(Spatial localization data)
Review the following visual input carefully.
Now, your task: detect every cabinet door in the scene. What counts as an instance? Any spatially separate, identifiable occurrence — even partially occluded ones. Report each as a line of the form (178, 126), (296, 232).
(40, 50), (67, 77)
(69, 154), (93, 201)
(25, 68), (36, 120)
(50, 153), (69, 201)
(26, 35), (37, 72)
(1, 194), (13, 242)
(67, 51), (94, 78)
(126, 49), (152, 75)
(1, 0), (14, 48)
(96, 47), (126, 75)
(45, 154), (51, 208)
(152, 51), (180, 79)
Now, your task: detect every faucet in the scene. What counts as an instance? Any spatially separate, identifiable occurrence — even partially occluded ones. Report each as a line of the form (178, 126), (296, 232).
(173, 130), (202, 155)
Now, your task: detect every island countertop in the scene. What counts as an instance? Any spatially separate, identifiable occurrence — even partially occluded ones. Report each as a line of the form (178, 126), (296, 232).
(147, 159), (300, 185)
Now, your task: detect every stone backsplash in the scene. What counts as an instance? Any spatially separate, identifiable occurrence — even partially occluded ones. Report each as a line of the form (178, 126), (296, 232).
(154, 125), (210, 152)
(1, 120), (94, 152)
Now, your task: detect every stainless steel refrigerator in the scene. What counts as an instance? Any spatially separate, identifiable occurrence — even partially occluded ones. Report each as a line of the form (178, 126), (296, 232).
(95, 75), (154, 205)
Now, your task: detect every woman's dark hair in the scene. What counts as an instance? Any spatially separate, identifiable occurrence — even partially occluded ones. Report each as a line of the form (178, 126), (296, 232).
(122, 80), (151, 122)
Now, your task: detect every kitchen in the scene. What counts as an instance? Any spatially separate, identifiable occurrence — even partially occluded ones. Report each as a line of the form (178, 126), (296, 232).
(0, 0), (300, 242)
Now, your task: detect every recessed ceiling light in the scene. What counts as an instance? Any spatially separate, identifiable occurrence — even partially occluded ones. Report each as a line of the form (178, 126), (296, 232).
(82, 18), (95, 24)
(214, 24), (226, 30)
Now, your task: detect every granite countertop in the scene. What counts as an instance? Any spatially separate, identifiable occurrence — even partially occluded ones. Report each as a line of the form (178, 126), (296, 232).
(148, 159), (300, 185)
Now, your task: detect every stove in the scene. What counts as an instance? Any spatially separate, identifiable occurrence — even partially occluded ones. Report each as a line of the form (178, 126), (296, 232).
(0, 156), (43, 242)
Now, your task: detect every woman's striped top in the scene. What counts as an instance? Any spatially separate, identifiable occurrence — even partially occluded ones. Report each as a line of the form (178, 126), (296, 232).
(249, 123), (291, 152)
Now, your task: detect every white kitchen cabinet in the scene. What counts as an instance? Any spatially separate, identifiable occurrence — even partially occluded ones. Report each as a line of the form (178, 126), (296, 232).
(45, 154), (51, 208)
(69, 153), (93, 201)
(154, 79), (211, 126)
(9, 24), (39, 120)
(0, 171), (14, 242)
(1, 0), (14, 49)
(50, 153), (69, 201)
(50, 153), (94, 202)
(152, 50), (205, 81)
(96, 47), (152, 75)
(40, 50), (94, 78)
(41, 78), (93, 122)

_ABOUT THIS EXERCISE:_
What do the records say? Quote them all exactly.

_WRITTEN ANSWER:_
Review the following visual input carefully.
Now, your task: detect every cabinet door in the scene. What counts as an instance? Any spatially separate, identifiable occurrence — even partially occluded ones. Report each as a line of the form (178, 126), (296, 232).
(40, 50), (67, 77)
(69, 154), (93, 201)
(25, 68), (36, 120)
(50, 153), (69, 201)
(26, 35), (37, 72)
(1, 194), (13, 242)
(67, 51), (94, 78)
(126, 49), (152, 75)
(1, 0), (14, 48)
(96, 47), (126, 75)
(45, 154), (51, 208)
(152, 51), (180, 79)
Now, your task: detect every faucet in the scene. What counts as an instance? Any spatially separate, identifiable occurrence — even partially occluded ones. Report each as a line of the form (178, 126), (296, 232).
(173, 130), (202, 155)
Now, your task: detect every island countertop in the scene. What counts as an instance? Any spatially separate, identifiable occurrence — even partially occluded ones. Report each as a line of the form (178, 126), (296, 232).
(147, 159), (300, 185)
Now, your task: detect every stone backsplash in the scene. What counts as an instance? Any spatially separate, identifiable occurrence — even partially occluded ones. Report each as a line of the form (178, 126), (296, 232).
(154, 125), (210, 152)
(1, 120), (94, 152)
Now, your task: detect every stainless steel refrigerator in the scene. What counts as an instance? Any spatially separate, identifiable occurrence — even partially occluded ones. Report each as a line of the form (178, 126), (296, 232).
(95, 75), (154, 205)
Now, your task: detect every woman's dark hair in the scene. What counts as an instance? Any spatially separate, identifiable occurrence — even partially occluded ones. Report each as a line of the form (178, 126), (296, 232).
(122, 80), (151, 122)
Now, your task: detect every kitchen in the scene. What counts as an instance? Any spatially separate, identifiable occurrence — even partially occluded ones. Report each as a line of the form (178, 126), (296, 232).
(0, 0), (300, 242)
Now, your task: detect every recessed ceiling light in the scene. What counts as an instance? Any spatially separate, identifiable occurrence — even partially occluded ones. Report each as a line of the form (178, 126), (296, 232).
(82, 18), (95, 24)
(214, 24), (226, 30)
Now, your task: detect every granite countertop in the scene. What counts as an instance? Any spatially separate, identifiable occurrence — even partially occluded ones. Report each as a line of the form (178, 126), (296, 232).
(148, 159), (300, 185)
Now, your task: detect every stove in the scene. What counts as an instance? Any spatially separate, identifiable occurrence — even partially occluded ones. Report each as a line of the form (178, 126), (296, 232).
(0, 156), (43, 242)
Now, your task: detect every woman's striped top in the scene. What counts as an instance? Any spatially separate, identifiable occurrence — even partially occluded ones. Report each as a line of the form (178, 126), (296, 232).
(249, 123), (291, 152)
Now, your task: detect every white kitchen cabinet in the scene. What counts as an instance? Any spatially separate, identifiable occurrence — even partially occluded ones. Report each as a line of the form (178, 126), (296, 232).
(45, 154), (51, 208)
(69, 153), (93, 201)
(154, 79), (211, 126)
(9, 24), (39, 120)
(0, 171), (14, 242)
(1, 0), (14, 49)
(50, 153), (69, 201)
(50, 153), (94, 202)
(152, 50), (205, 81)
(96, 47), (152, 75)
(40, 50), (94, 78)
(41, 78), (93, 122)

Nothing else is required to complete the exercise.